Point-per-instance localization data:
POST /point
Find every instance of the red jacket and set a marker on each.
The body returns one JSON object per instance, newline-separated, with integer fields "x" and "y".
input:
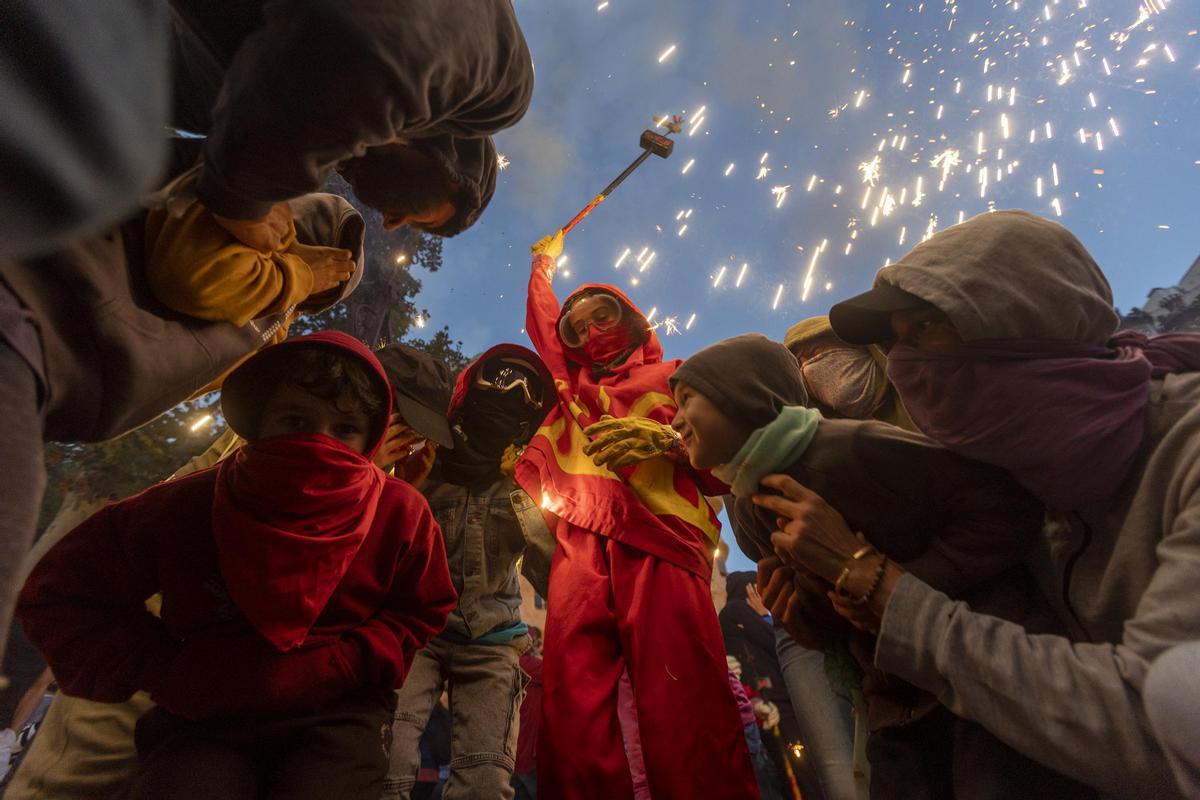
{"x": 84, "y": 608}
{"x": 658, "y": 505}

What is being asked:
When pictures appear among the entries, skip them and copy all remaining text precisely.

The completed task:
POST /point
Find every instance of the red jacket and set a marker on each.
The body returns one JSON object per instance, newline-separated, with integer fields "x" and "y".
input:
{"x": 84, "y": 608}
{"x": 658, "y": 505}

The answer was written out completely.